__DOCUMENT PASSAGE__.
Legend of Zelda: Twilight Princess, Twilit Battle

Dark, alternate dimensions aren’t necessarily the sole domain of horror games anymore, and Twilight Princess thrusts Link into the unfamiliar and utterly alien world of the Twilight Realm as it encroaches on Hyrule. Here, you face packs of Twilit Beasts, bizarre-looking monsters with black and red-lined bodies and giant tentacled faceless disks for heads. They have a habit of screaming horribly to revive ones that have fallen, so the pressure to defeat all of them in one blow while being trapped in a confined space is reflected nicely by the chaotic sequence of noises that pass for “battle music”. 

Interestingly enough however, the Twilight Realm is not evil in and of itself. The beasts you fight are stated to be once normal Twili who have been twisted by Zant, the usurper, into the form that you fight them in. The realm itself, while foreign to Hyrulians, is home to Midna and other members of her clan, and Midna herself finds more comfort in its half-lit glow than in the sunlight of Link’s world. Similarly, the ceaseless motion of noise in these battles, and in the Twilight overworld itself, is unnerving to us, but is not necessarily malicious. It just doesn’t fit with any recognizable pattern of music theory that we are used to. This song is a good example of how dissonance can be “alien” without being construed as evil, unlike what the Silent Hill piece was meant to evoke. 

Earthbound: Final Boss Battle against Giygas

The four songs I talked about before this point all represent a specific aspect of “anti-music” and what it can represent in games. The Arceus battle theme is primarily meant to invoke the primal -- the void or chasm that existed before creation, but one that creation was borne out of nonetheless. The Drakengard mission music invokes a more Lovecraftian feel by representing the characters coming face to face with something that causes the order of the universe to break down in its presence. “My Heaven” from Silent Hill represents the evil that corrupted the once-peaceful town into a physical hell, and its embodiment in the final boss. And then the Twilit battle theme from Twilight Princess evokes an alien world and its inhabitants, but a world that is not intrinsically evil itself. 

The final boss of Earthbound, Giygas, is a weird fusion of several of these aspects. Giygas definitely has some Lovecraftian inspiration behind his design, seeing as in this game his physical body has been destroyed by his power and hatred, and now exists in the past and future as a giant formless mass of evil that is unable to be fully grasped by Ness and his party, similar to the ultimate threats of Drakengard and Silent Hill that were metaphysical, malevolent entities that corrupted and destroyed. But like the Twili from Legend of Zelda, he wasn’t always that way, and used to be a sentient, rational alien with psychic powers. It was his anger at being used by humanity that drove him insane. The battle also takes place in a place far removed from the normal universe, deep into the past, drawing a parallel to the Arceus battle in Pokèmon. More than one player has also noted the symbolism with Giygas’ form during the battle, almost resembling a fetus, the very beginning of life. 

Since Giygas in this battle is a being made of pure chaos and hatred, it’s only fitting that his music gets progressively more chaotic as the battle continues. It starts off creepy, but relatively peaceful, as Giygas’ form is stabilized and controlled by Pokey. Once he’s unleashed from the Devil’s Machine, the music becomes a mass of static and distortion. As he becomes even less stable and the background becomes more garbled and chaotic, the music continues to change as well until it sounds more like a long, unearthly scream than anything else. It is utterly terrifying because it is so far removed from our understanding of music, (or really, sound itself, since even radio static and other noises are at least recognizable) and so overwhelming that it really drives home what kind of entity your party is facing off against: the embodiment of evil itself. 

So, in conclusion, deliberately breaking the laws of musical theory can often be just as effective as a “normal” composition, especially if the composer is trying to evoke an alien, chaotic, or just plain evil atmosphere in a game. It is a very good way of scaring the player or building up a feeling of dramatic tension in ways that visuals and gameplay alone can’t accomplish sometimes. However, these pieces also draw a lot of their impact from the context in which they’re found; context that can drastically change the way the audience reacts to this “anti-music.” They don’t determine the whole mood of the game on their own, but merely build on other cues to create a more immersive experience, like all good soundtracks should.

Data entries
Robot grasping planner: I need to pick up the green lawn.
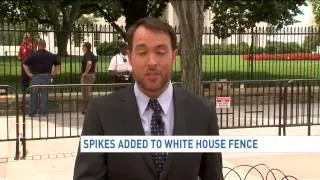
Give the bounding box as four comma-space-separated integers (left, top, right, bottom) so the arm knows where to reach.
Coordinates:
0, 55, 320, 89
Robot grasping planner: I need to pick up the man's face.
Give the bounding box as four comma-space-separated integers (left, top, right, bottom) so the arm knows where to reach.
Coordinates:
128, 26, 176, 93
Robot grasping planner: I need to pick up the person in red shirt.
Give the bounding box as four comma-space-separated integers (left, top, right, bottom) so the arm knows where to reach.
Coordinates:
18, 33, 37, 91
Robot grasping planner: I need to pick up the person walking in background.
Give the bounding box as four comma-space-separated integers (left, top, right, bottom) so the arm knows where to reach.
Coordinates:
23, 40, 61, 117
108, 43, 132, 83
18, 32, 37, 92
81, 42, 98, 114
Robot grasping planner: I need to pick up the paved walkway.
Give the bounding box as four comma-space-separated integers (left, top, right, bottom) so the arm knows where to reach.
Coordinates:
0, 126, 320, 180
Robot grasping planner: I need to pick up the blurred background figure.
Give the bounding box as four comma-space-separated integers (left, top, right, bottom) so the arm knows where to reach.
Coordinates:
18, 32, 37, 91
81, 42, 98, 114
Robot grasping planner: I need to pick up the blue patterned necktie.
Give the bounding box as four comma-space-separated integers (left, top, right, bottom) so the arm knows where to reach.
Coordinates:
148, 99, 167, 177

__OBJECTIVE A__.
Answer these questions about the video game music article:
(i) Who twisted the once-normal Twili into the beasts Link fights?
(ii) What drove Giygas insane?
(iii) At the start of the final battle, who keeps Giygas' form stable and under control?
__OBJECTIVE B__. Convert the data entries, everything from the line containing "Robot grasping planner: I need to pick up the man's" down to the last line of the entries, into a Markdown table with the columns Row and Line. Number the rows from 1 and leave out blank lines.
The text and the data entries have nothing to do with each other.

__CORRECT ANSWER A__.
(i) Zant, the usurper.
(ii) His anger at being used by humanity.
(iii) Pokey.

__CORRECT ANSWER B__.
| Row | Line |
|---|---|
| 1 | Robot grasping planner: I need to pick up the man's face. |
| 2 | Give the bounding box as four comma-space-separated integers (left, top, right, bottom) so the arm knows where to reach. |
| 3 | Coordinates: |
| 4 | 128, 26, 176, 93 |
| 5 | Robot grasping planner: I need to pick up the person in red shirt. |
| 6 | Give the bounding box as four comma-space-separated integers (left, top, right, bottom) so the arm knows where to reach. |
| 7 | Coordinates: |
| 8 | 18, 33, 37, 91 |
| 9 | Robot grasping planner: I need to pick up the person walking in background. |
| 10 | Give the bounding box as four comma-space-separated integers (left, top, right, bottom) so the arm knows where to reach. |
| 11 | Coordinates: |
| 12 | 23, 40, 61, 117 |
| 13 | 108, 43, 132, 83 |
| 14 | 18, 32, 37, 92 |
| 15 | 81, 42, 98, 114 |
| 16 | Robot grasping planner: I need to pick up the paved walkway. |
| 17 | Give the bounding box as four comma-space-separated integers (left, top, right, bottom) so the arm knows where to reach. |
| 18 | Coordinates: |
| 19 | 0, 126, 320, 180 |
| 20 | Robot grasping planner: I need to pick up the blurred background figure. |
| 21 | Give the bounding box as four comma-space-separated integers (left, top, right, bottom) so the arm knows where to reach. |
| 22 | Coordinates: |
| 23 | 18, 32, 37, 91 |
| 24 | 81, 42, 98, 114 |
| 25 | Robot grasping planner: I need to pick up the blue patterned necktie. |
| 26 | Give the bounding box as four comma-space-separated integers (left, top, right, bottom) so the arm knows where to reach. |
| 27 | Coordinates: |
| 28 | 148, 99, 167, 177 |